About this exercise ▸ When you return the data, keep every word exact and include none of the images.

(Image-grounded pointing data)
- - -
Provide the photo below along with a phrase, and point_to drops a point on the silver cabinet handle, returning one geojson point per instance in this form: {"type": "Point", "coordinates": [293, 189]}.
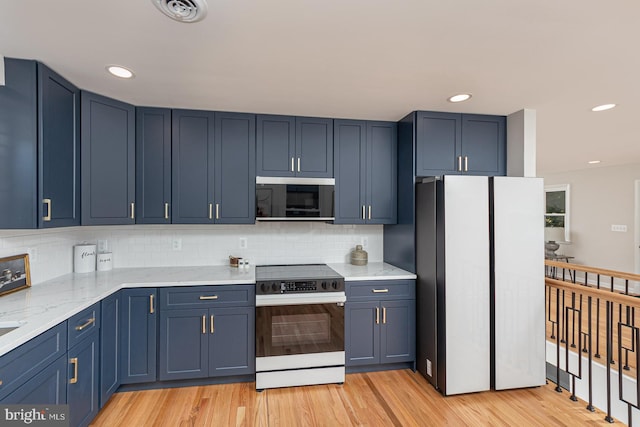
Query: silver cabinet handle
{"type": "Point", "coordinates": [86, 324]}
{"type": "Point", "coordinates": [47, 217]}
{"type": "Point", "coordinates": [74, 361]}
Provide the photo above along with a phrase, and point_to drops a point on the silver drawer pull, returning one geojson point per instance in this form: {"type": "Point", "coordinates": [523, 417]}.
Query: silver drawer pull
{"type": "Point", "coordinates": [86, 324]}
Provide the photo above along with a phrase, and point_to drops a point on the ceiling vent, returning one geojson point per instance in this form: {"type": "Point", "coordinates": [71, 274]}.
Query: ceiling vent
{"type": "Point", "coordinates": [183, 10]}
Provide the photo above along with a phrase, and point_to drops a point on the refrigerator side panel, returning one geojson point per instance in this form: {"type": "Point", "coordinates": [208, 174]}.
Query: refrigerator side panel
{"type": "Point", "coordinates": [519, 282]}
{"type": "Point", "coordinates": [467, 299]}
{"type": "Point", "coordinates": [426, 323]}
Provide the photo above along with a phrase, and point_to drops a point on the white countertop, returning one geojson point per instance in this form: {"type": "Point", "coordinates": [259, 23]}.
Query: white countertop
{"type": "Point", "coordinates": [45, 305]}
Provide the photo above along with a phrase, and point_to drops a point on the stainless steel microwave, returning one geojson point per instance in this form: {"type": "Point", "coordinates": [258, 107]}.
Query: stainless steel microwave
{"type": "Point", "coordinates": [295, 199]}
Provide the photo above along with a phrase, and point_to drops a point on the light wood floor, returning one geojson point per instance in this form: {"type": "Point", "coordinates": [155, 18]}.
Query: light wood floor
{"type": "Point", "coordinates": [398, 398]}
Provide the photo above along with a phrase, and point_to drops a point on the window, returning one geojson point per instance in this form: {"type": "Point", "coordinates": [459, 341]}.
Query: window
{"type": "Point", "coordinates": [556, 217]}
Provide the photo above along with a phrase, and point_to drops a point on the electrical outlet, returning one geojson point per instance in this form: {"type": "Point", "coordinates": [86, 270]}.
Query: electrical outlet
{"type": "Point", "coordinates": [103, 246]}
{"type": "Point", "coordinates": [33, 254]}
{"type": "Point", "coordinates": [177, 244]}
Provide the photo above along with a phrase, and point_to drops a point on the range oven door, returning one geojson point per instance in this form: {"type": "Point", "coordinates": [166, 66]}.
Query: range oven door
{"type": "Point", "coordinates": [284, 330]}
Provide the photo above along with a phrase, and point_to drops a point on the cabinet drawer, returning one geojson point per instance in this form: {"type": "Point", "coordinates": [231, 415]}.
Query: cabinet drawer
{"type": "Point", "coordinates": [207, 296]}
{"type": "Point", "coordinates": [83, 324]}
{"type": "Point", "coordinates": [380, 289]}
{"type": "Point", "coordinates": [21, 364]}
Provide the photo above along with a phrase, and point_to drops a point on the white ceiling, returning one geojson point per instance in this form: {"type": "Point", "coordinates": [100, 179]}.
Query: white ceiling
{"type": "Point", "coordinates": [366, 59]}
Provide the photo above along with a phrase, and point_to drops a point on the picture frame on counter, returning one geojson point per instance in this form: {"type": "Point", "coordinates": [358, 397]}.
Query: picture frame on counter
{"type": "Point", "coordinates": [14, 273]}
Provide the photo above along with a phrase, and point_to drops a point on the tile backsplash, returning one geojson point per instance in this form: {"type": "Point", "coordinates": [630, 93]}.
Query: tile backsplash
{"type": "Point", "coordinates": [51, 251]}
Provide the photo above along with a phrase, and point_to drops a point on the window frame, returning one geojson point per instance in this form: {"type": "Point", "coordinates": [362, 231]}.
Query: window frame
{"type": "Point", "coordinates": [567, 207]}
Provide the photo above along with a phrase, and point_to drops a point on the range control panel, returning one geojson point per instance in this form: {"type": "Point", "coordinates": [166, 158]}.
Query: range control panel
{"type": "Point", "coordinates": [267, 287]}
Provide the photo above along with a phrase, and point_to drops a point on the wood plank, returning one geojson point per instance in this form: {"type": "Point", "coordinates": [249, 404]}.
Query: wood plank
{"type": "Point", "coordinates": [389, 398]}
- - -
Your response ▸
Provide the photo below along with a phrase, and point_to drops a point on the silver cabinet handle, returning one geojson point per instance in this form: {"type": "Point", "coordinates": [293, 189]}.
Query: silver cabinet handle
{"type": "Point", "coordinates": [86, 324]}
{"type": "Point", "coordinates": [47, 217]}
{"type": "Point", "coordinates": [74, 361]}
Provide the photo above along with a phrase, and point_to drops a point on the silver drawer pull, returning one geojson point per instance in this form: {"type": "Point", "coordinates": [523, 417]}.
Query: silver drawer pull
{"type": "Point", "coordinates": [86, 324]}
Provide the photo above along with a phrase, and point_to drops a point on the ceiling vent, returning one geojson point per instance in this form: {"type": "Point", "coordinates": [71, 274]}.
Query: ceiling vent
{"type": "Point", "coordinates": [183, 10]}
Provide the photo above along with a phrase, and point_to drops a point on the refrigerator side panel, returning one geojson point per instance in this form: {"type": "Point", "coordinates": [208, 174]}.
Query: refrigerator side panel
{"type": "Point", "coordinates": [519, 282]}
{"type": "Point", "coordinates": [467, 299]}
{"type": "Point", "coordinates": [426, 323]}
Provide the photo above along with a phrase, and point_to drops a point on the white countertop, returning one geojson point per instance in this form: {"type": "Point", "coordinates": [259, 23]}.
Query: white countertop
{"type": "Point", "coordinates": [45, 305]}
Provide the photo above along with a phrase, and point_to drops a point on the stainless steel microwave, returning one geojson point per instance in this form: {"type": "Point", "coordinates": [258, 107]}.
Query: stainless steel microwave
{"type": "Point", "coordinates": [295, 199]}
Provide the photo above along with a phrase, and point_to drops a point on the light wood floor, returning one geojson point per instance in this form: {"type": "Point", "coordinates": [155, 18]}.
Query: light wood floor
{"type": "Point", "coordinates": [398, 398]}
Provide the photo above along with a phrase, and point_to drops a point on the window, returning one geojson point per instance in this form: {"type": "Point", "coordinates": [459, 341]}.
Query: window
{"type": "Point", "coordinates": [556, 217]}
Provide the photo above along with a phrase, and point_to drops a point on the electrical outlet, returning one geojson point per instance in this form: {"type": "Point", "coordinates": [86, 270]}.
Query: electrical outlet
{"type": "Point", "coordinates": [103, 246]}
{"type": "Point", "coordinates": [33, 254]}
{"type": "Point", "coordinates": [177, 244]}
Provide the photo above along with a phrase, and point_to drops a point on the range oven door, returning one geojson point per instance in this form: {"type": "Point", "coordinates": [166, 66]}.
Query: range oven door
{"type": "Point", "coordinates": [284, 330]}
Provide the photo above along with a phrase, and point_to drops a point on the cabinet drawer, returning one geojson point per instance in this form: {"type": "Point", "coordinates": [231, 415]}.
Query: cabinet drawer
{"type": "Point", "coordinates": [207, 296]}
{"type": "Point", "coordinates": [83, 324]}
{"type": "Point", "coordinates": [380, 289]}
{"type": "Point", "coordinates": [21, 364]}
Provide the photo above along with a phrase, and point_to drops a point on the white ceiling, returning one geojson point per instance in this form: {"type": "Point", "coordinates": [100, 179]}.
Query: white ceiling
{"type": "Point", "coordinates": [366, 59]}
Provide the photo above along with a phrase, and point_to drops a point on the picture frame on counter, returning one geojson point per instance in this form: {"type": "Point", "coordinates": [358, 397]}.
Query: picture frame on counter
{"type": "Point", "coordinates": [14, 273]}
Provide the photo above along with a phrase, and point_to drops a point on the tile backsplash, returning one geojson point per instance in this form: {"type": "Point", "coordinates": [630, 93]}.
Query: tile backsplash
{"type": "Point", "coordinates": [51, 251]}
Provide the photo above along with a phrase, and point_to drops a point on the window frame, returning one geojson point per instance in this form: {"type": "Point", "coordinates": [362, 231]}.
Query: window frame
{"type": "Point", "coordinates": [567, 207]}
Provide the photo above along with a phrase, and point_to drops a point on the range control panel, returning one geojson point per instance in this form: {"type": "Point", "coordinates": [166, 158]}.
Query: range control panel
{"type": "Point", "coordinates": [267, 287]}
Provide the photo above along with a phrase, and point_to drops a point on the wood plank, returning one geojson point per instance in this form: {"type": "Point", "coordinates": [249, 404]}.
Query: wood plank
{"type": "Point", "coordinates": [389, 398]}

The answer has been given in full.